- QUOTED PASSAGE

++++++++

Page 23 of 29

OG7.1 | Maternal Physiological Changes in Pregnancy — SDL Guide (Part 4)

Self-Assessment and Consolidation

Maternal physiological changes in pregnancy span every organ system and create a clinically distinct physiological state that must be treated as its own reference population. The following key principles consolidate the module content for application:

The cardiovascular system expands to deliver high-flow, low-resistance perfusion to the uteroplacental unit. Cardiac output rises 30–50% (stroke volume first, then heart rate); SVR falls; blood pressure drops physiologically in mid-pregnancy. A systolic murmur is expected. Aortocaval compression in the supine position after 20 weeks can reduce CO and cause fetal distress — use left lateral tilt.

The haematological system expands plasma volume more than red cell mass, producing physiological dilutional anaemia. The coagulation system becomes pro-thrombotic (↑fibrinogen, ↑factors VII/VIII/X, ↓protein S) — protective for delivery but conferring a 5–10-fold VTE risk.

The respiratory system increases tidal volume by ~40% (progesterone-driven), reduces FRC by ~20% (uterine diaphragm elevation), and maintains a state of compensated respiratory alkalosis (PaCO₂ ~30–32 mmHg, HCO₃⁻ ~18–22 mEq/L). Rapid desaturation risk necessitates careful anaesthetic management.

The renal system hyperfiltrates (GFR +50%), producing lower creatinine, lower urea, and physiological glycosuria. Ureteric dilation increases UTI risk — screen and treat asymptomatic bacteriuria.

The GI and endocrine systems are dominated by progesterone (smooth muscle relaxation → reflux + constipation), hCG (nausea/vomiting), and hPL (insulin resistance → GDM risk). Thyroid binding globulin rises, elevating total T₄ but not free T₄. Weight gain of 11.5–16 kg is appropriate for normal-BMI women.

The hormonal drivers form a coherent framework: progesterone (smooth muscle relaxation, respiratory stimulation, uterine quiescence), oestrogen (vascular growth, coagulation factor synthesis, uterine hypertrophy), hCG (corpus luteum maintenance, nausea), hPL (insulin resistance, fetal nutrient diversion), relaxin (joint laxity, renal vasodilation), and aldosterone (volume expansion).

Knowing what is normal in pregnancy — and at which gestational age — is the foundation of safe obstetric practice. The next module on antenatal care (OG8) directly applies these physiological baselines to screening and supplementation decisions.

systems summary table showing all major maternal physiological changes in pregnancy organised by system with key values for clinical reference (cardiovascular, haematological, respiratory, renal, GI, endocrine)

++++++++

- TASK ITEM A
By how much does tidal volume rise in pregnancy, according to the pregnancy physiology guide?
- TASK ITEM B
Reproduce the part of the pregnancy physiology guide between "The hormonal drivers" and "renal, GI, endocrine)", inclusive.

- RECORDED INFORMATION
++++++++

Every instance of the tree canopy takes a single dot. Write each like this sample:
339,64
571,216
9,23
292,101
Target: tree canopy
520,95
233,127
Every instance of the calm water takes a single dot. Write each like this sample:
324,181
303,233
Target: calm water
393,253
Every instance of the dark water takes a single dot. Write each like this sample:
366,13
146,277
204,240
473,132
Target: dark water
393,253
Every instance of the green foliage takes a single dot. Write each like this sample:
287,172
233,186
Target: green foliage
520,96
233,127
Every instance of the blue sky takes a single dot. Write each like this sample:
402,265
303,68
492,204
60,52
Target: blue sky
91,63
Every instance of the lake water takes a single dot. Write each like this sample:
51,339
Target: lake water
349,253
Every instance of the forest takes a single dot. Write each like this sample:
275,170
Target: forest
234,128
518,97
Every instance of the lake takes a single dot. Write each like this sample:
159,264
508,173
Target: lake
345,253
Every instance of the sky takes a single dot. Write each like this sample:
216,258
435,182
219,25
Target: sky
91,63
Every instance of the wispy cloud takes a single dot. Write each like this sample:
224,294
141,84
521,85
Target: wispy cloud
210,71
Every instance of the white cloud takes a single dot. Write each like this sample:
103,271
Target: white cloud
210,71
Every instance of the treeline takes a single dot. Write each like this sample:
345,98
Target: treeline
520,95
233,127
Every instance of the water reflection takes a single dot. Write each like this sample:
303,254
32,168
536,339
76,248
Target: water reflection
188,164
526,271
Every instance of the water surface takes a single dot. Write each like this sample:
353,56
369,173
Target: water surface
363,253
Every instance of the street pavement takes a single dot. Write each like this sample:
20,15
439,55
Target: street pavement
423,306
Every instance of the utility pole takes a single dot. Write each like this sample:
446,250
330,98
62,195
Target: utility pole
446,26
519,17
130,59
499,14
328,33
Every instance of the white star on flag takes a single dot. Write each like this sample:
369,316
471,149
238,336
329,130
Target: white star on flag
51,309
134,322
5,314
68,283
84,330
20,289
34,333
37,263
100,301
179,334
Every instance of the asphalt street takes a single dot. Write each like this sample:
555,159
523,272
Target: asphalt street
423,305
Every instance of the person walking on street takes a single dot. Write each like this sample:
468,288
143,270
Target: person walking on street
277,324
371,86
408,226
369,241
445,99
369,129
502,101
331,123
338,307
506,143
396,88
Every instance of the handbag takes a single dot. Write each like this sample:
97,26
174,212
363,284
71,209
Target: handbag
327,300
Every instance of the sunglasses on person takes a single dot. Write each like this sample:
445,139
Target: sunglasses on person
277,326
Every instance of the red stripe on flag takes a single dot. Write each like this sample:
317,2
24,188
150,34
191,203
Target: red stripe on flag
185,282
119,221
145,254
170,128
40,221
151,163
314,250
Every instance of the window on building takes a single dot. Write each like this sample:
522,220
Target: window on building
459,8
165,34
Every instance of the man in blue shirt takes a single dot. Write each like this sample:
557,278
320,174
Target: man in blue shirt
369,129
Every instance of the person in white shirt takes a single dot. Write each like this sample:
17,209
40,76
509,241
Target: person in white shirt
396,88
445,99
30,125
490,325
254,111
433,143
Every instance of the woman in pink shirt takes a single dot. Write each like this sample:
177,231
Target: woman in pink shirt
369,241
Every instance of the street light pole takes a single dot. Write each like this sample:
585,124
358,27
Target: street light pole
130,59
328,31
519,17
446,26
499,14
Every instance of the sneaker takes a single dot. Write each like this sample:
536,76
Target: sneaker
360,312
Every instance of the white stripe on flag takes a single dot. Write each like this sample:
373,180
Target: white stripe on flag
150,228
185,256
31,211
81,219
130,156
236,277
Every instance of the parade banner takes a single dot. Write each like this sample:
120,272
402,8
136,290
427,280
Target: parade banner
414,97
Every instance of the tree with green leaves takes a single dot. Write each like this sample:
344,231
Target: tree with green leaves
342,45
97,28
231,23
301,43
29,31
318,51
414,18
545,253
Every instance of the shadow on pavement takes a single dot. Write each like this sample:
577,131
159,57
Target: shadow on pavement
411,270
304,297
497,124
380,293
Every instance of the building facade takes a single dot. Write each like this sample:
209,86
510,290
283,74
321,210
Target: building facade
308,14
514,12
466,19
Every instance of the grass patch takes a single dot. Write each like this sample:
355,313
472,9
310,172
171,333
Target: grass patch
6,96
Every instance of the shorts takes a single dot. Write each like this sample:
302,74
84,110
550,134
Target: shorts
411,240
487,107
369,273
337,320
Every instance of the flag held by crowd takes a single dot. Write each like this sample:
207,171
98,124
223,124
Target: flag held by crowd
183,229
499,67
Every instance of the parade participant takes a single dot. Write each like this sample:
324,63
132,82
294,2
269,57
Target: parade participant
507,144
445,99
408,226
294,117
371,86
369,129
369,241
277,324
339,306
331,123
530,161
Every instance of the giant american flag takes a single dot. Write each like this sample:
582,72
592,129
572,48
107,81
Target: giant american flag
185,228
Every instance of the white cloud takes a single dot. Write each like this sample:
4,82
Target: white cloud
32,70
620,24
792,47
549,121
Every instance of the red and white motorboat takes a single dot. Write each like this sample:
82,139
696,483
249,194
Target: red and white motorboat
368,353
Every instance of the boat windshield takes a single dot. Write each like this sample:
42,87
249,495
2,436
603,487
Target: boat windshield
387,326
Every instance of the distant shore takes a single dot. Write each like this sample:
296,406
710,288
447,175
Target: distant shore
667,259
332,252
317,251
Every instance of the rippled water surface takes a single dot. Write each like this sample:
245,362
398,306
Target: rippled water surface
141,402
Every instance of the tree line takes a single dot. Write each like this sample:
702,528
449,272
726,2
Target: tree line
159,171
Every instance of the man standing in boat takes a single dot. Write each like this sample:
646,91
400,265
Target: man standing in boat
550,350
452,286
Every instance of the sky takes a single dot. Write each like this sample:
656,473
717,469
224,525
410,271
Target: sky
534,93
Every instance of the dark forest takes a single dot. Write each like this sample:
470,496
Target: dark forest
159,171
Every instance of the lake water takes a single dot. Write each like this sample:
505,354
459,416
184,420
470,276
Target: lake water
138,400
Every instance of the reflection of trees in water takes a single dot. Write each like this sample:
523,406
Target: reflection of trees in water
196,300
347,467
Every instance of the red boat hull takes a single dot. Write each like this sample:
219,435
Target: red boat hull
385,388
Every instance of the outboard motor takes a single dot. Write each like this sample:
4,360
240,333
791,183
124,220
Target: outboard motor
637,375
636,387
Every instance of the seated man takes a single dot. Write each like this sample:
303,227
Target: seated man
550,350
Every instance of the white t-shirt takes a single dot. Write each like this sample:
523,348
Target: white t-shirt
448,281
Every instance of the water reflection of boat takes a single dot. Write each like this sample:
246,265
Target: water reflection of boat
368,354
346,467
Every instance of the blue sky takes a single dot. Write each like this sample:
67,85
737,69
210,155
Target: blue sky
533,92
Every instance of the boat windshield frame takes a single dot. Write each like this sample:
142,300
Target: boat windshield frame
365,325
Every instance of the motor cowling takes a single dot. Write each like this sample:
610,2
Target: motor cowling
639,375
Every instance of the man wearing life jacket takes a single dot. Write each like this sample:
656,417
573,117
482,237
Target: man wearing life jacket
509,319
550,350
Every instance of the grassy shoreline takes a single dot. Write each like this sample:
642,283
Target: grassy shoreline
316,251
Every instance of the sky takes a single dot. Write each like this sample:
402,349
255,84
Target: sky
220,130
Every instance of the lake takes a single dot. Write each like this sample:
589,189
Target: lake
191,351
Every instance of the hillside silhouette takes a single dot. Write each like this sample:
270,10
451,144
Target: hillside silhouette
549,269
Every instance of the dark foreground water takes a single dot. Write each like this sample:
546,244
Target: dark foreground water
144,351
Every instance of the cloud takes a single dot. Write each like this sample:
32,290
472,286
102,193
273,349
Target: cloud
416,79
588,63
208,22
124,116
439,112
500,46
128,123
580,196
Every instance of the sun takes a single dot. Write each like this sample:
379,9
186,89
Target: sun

++++++++

- RESPONSE A
Tidal volume rises by about 40%.

- RESPONSE B
The hormonal drivers form a coherent framework: progesterone (smooth muscle relaxation, respiratory stimulation, uterine quiescence), oestrogen (vascular growth, coagulation factor synthesis, uterine hypertrophy), hCG (corpus luteum maintenance, nausea), hPL (insulin resistance, fetal nutrient diversion), relaxin (joint laxity, renal vasodilation), and aldosterone (volume expansion).

Knowing what is normal in pregnancy — and at which gestational age — is the foundation of safe obstetric practice. The next module on antenatal care (OG8) directly applies these physiological baselines to screening and supplementation decisions.

systems summary table showing all major maternal physiological changes in pregnancy organised by system with key values for clinical reference (cardiovascular, haematological, respiratory, renal, GI, endocrine)